Pour soulever un débat sur des problématiques importantes et faire avancer des opinions vers plus de liberté, est-il besoin d’avancer les sujets avec force en choquant ? Voilà une question que je me pose après avoir vu le premier épisode de la série « the Young Pope » diffusée dans le monde et en France ces derniers mois. Le réalisateur prétend ouvrir le débat grâce à ce jeune Pape fictif, Pie XIII, incarné par Jude Law, excellent acteur par ailleurs.
François ou Pie XIII ?
Nous sommes désormais avec deux types de papes : lequel va enfin faire bouger le Vatican ? François, élu en 2013, qui cherche patiemment, calmement, dans l’écoute à ouvrir l’Eglise à l’application du concile Vatican II, à l’attention aux pauvres, aux familles, à la quête de plus d’humilité. Depuis son Pontificat, nous sommes témoins d’un désir d’ouverture, d’hospitalité, de retournements évangéliques, en faisant cheminer les personnes en même temps que les sujets complexes touchant notamment à la sexualité. François a montré un souci constant d’ouvrir un certain nombre de débats.
Et voilà que le cinéma américain nous propose un autre Pape, Pie XIII, qui cherche à faire table rase du soutien des hommes et femmes du Vatican pour diriger seul, selon sa propre vision de Dieu. La dimension de serviteur est évincée pour celle de pouvoir. Dès son premier rêve en tant que Pape, il promulgue son sens de la liberté « faire ce qu’on veut » : un idéal très immature, où la sagesse et le respect de l’humanité de l’homme sont inexistants.
_ _ _ _
■ **CONSIGNE 1**:
Recopiez mot pour mot le passage du texte source qui commence par les mots « Nous sommes désormais » et se termine par « nombre de débats. ».
■ **CONSIGNE 2**:
Répondez aux questions suivantes d'après le texte source.
(a) En quelle année François a-t-il été élu ?
(b) Quel acteur incarne Pie XIII ?
(c) Chez Pie XIII, quelle dimension est évincée au profit de celle de pouvoir ?
■ **CONSIGNE 3**:
Écrivez la suite du texte source en partant de sa dernière phrase.

Entrées enregistrées:
_ _ _ _
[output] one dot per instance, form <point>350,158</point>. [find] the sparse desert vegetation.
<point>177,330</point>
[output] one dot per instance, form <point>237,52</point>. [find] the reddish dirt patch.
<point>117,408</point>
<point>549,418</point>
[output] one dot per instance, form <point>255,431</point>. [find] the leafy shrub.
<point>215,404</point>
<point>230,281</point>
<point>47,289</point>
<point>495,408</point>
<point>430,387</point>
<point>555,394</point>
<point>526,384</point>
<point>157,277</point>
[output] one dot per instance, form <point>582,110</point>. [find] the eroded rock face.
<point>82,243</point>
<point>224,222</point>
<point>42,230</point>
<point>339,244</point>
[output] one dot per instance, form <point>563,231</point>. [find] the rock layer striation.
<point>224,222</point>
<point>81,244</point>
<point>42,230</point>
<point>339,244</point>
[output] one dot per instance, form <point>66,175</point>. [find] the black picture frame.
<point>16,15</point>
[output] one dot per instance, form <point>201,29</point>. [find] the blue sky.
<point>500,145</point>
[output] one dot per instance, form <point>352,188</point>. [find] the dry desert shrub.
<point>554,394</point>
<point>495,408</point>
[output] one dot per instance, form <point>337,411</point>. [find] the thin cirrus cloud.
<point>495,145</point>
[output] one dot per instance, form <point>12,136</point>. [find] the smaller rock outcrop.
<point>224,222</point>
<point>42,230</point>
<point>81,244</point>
_ _ _ _
■ **RÉPONSE 1**:
Nous sommes désormais avec deux types de papes : lequel va enfin faire bouger le Vatican ? François, élu en 2013, qui cherche patiemment, calmement, dans l’écoute à ouvrir l’Eglise à l’application du concile Vatican II, à l’attention aux pauvres, aux familles, à la quête de plus d’humilité. Depuis son Pontificat, nous sommes témoins d’un désir d’ouverture, d’hospitalité, de retournements évangéliques, en faisant cheminer les personnes en même temps que les sujets complexes touchant notamment à la sexualité. François a montré un souci constant d’ouvrir un certain nombre de débats.

■ **RÉPONSE 2**:
(a) En 2013.
(b) Jude Law.
(c) La dimension de serviteur.

■ **RÉPONSE 3**:
Interviewé, Jude Law affirmait : « Je suis sûr que quelqu’un quelque part sera offensé par la série mais c’est ce que raconter des histoires doit faire. Cela doit amorcer des discussions, des débats, ouvertement, librement et de manière diplomatique… J’espère que ça sera le cas ! »
L’élection d’un jeune cardinal
La série débute par l’intronisation de Lenny Belardo, jeune cardinal de 47 ans. Enfin un Pape jeune, moderne, et un bel homme ! La foule du Peuple de Dieu rassemblée sur la place Saint Pierre est présentée comme illuminée dans l’attente, dans une admiration inconditionnelle d’un inconnu qui finit par les choquer.
Cette série présente une quantité impressionnante de clichés qui défigurent le monde croyant, les prêtres, la vie religieuse, et aborde de manière frontale et simpliste les grandes problématiques de la morale familiale et sexuelle.
Rien de très vulgaire dans cette série américaine, mais une ligne continue pour montrer uniquement les fragilités humaines des hommes de la Curie grâce à un pape jeune, séducteur, bellâtre, fumeur, profitant de sa place pour des caprices de première-star en réclamant son « coca cherry » au petit déjeuner. Cet homme aux pratiques modernes surprend par ses actes, ses options. Nombre des répliques sont parfois comiques et font sourire. Mais un malaise profond ressort de cette personnalité en quête de pouvoir absolu : une froideur, une incapacité à écouter l’autre, une détermination à casser les personnes et un système en place pour instaurer ce qu’il a décidé sans consultations, sans discernement. Pie XIII fait reculer l’être humain évinçant toute référence à la parole de Dieu, dans le seul but d’imposer sans faire cheminer les personnes.
L’absence de l’Esprit-Saint
Fixons nos regards sur Pierre : lui a-t-il été demandé de mener une barque, sans se préoccuper des passagers ou de faire grandir en humanité les passagers en abordant les problématiques ?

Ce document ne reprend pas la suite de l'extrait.